The Impact of Hiring
Shortages on Staffing Practices
The
current hiring shortage is causing a variety of changes in
staffing practices. Companies are spending more resources to
recruit employees, redesigning jobs and compensation plans to
attract a wider range of candidates, and investing greater
energy into retaining the employees they already have.
Most of
these changes are positive shifts in workforce management.
It's hard to argue against making jobs more available,
appealing, and engaging to the people who fill them. But
there's one trend associated with the labor shortage that
should keep organizational leaders and staffing professionals
on their guard: mounting pressure to lower the standards used
to make hiring decisions.
As
companies find themselves faced with fewer job candidates,
there's a natural and logical tendency to "lower the
bar" when making hiring decisions. Candidates who would
have been eliminated from the candidate pool in an abundant
labor market are now being considered as potential hires.
The
longer jobs remain unfilled, the more hiring managers and
recruiters shift from seeking the best candidates to simply
finding someone who meets the minimum job requirements and is
willing to accept the position.
Lower
hiring standards are an inevitable reality in a scarce labor
market. Companies need people to grow, and they are limited to
hiring from the passive and active candidates available in the
market.
If you
only have one qualified applicant in your candidate pool for a
job you have to fill immediately, then the selection decision
becomes pretty darn easy.
Relaxing
hiring standards can make good business sense, provided it's
done the right way. The problem is that companies often lower
hiring standards in a way that creates unreasonable and
unnecessary risk to the organization.
Hiring Mistakes Cost
More in a Tight Labor Market
As
applicant pools begin to dry up, it becomes common to hear
people say things like, "In today's labor market we can't
afford to use rigorous selection techniques," and
"We just hire whomever is available and hope they work
out."
These
statements reflect a failure to appreciate one of the hidden
realities of a tight labor market: hiring mistakes cost more
when there are fewer good candidates.
There
are three reasons for this:
- Hiring
poor candidates increases hiring costs. The cost of hiring is much greater during a tight
labor market because more resources are needed to source
candidates. Because bad hires often end up as early quits
or terminations, hiring mistakes mean hiring for the same
position more than once during a time when hiring costs
are already high.

## Stored data
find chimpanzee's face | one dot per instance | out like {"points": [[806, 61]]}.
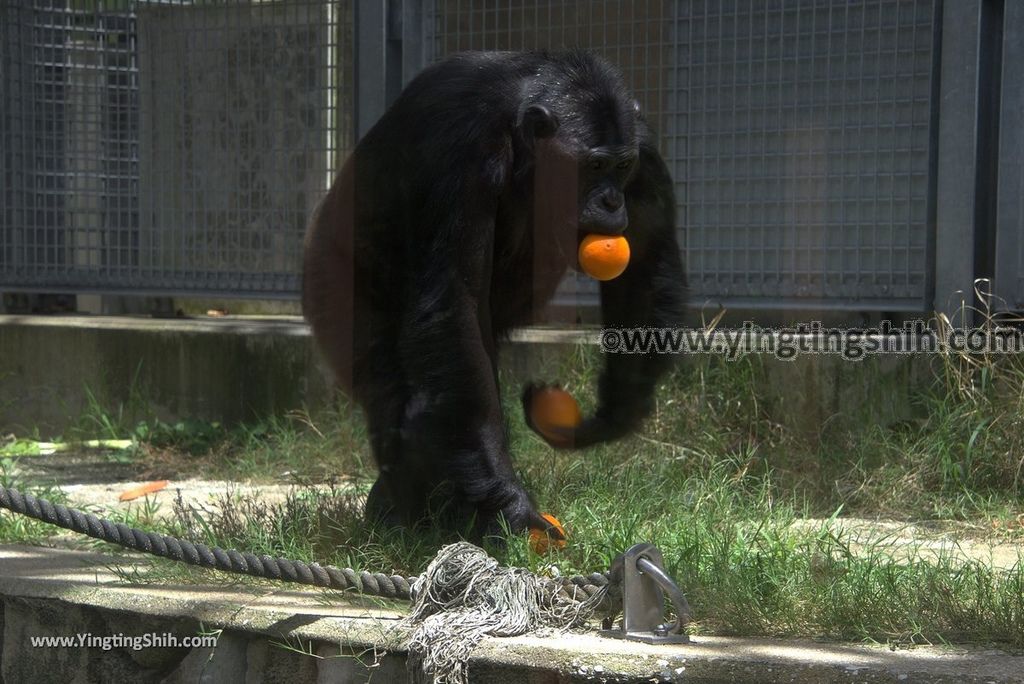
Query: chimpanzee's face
{"points": [[603, 174]]}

## Description of the task
Pick up the article on hiring shortages and staffing practices where it stops, and keep writing it. The lines play no part in what follows.

## Answer to this exercise
- Hiring
poor candidates means not hiring other, more qualified
candidates.
Good candidates exist in a tight labor market, they are
just harder to find. Settling for a poorer candidate in
order to fill a position quickly means you are calling off
the sourcing process without having allowed adequate time
to uncover a really good candidate. To make matters worse,
the better-qualified candidates you overlooked are likely
to be quickly taken off the job market by one of your
competitors.
- Hiring
poor candidates can increase turnover among your existing
employees.
High performers like to work with high performers. If your
current star employees feel that the hiring standards of
your company are slipping, then they may start looking for
a position in another organization where they can work
with a more elite group of professionals. In a scarce
labor market, assume that your best employees are being
constantly scouted by recruiters from other organizations
who would love to entice them away.
In a
tight labor market there are fewer good candidates, but the
costs of hiring bad candidates are also much higher. This
places companies between the proverbial rock and a hard place.
Two factors are key to managing this challenge.
First,
resist pressure to relax your hiring standards in order to
simply get positions filled. Remind managers that it is
usually better to have no employee than one who is highly
incompetent or who quits shortly after being trained on
his/her new job. It may help to remind them that most of the
headaches caused by hiring poor candidates are owned by the
managers who hired them.
Second,
systematically review your selection process to determine
where you can gain the most benefit from relaxing your hiring
standards in a way that will not overly increase the risks of
making a bad hire.
The
methods for doing this are discussed in Part 2 of this
article.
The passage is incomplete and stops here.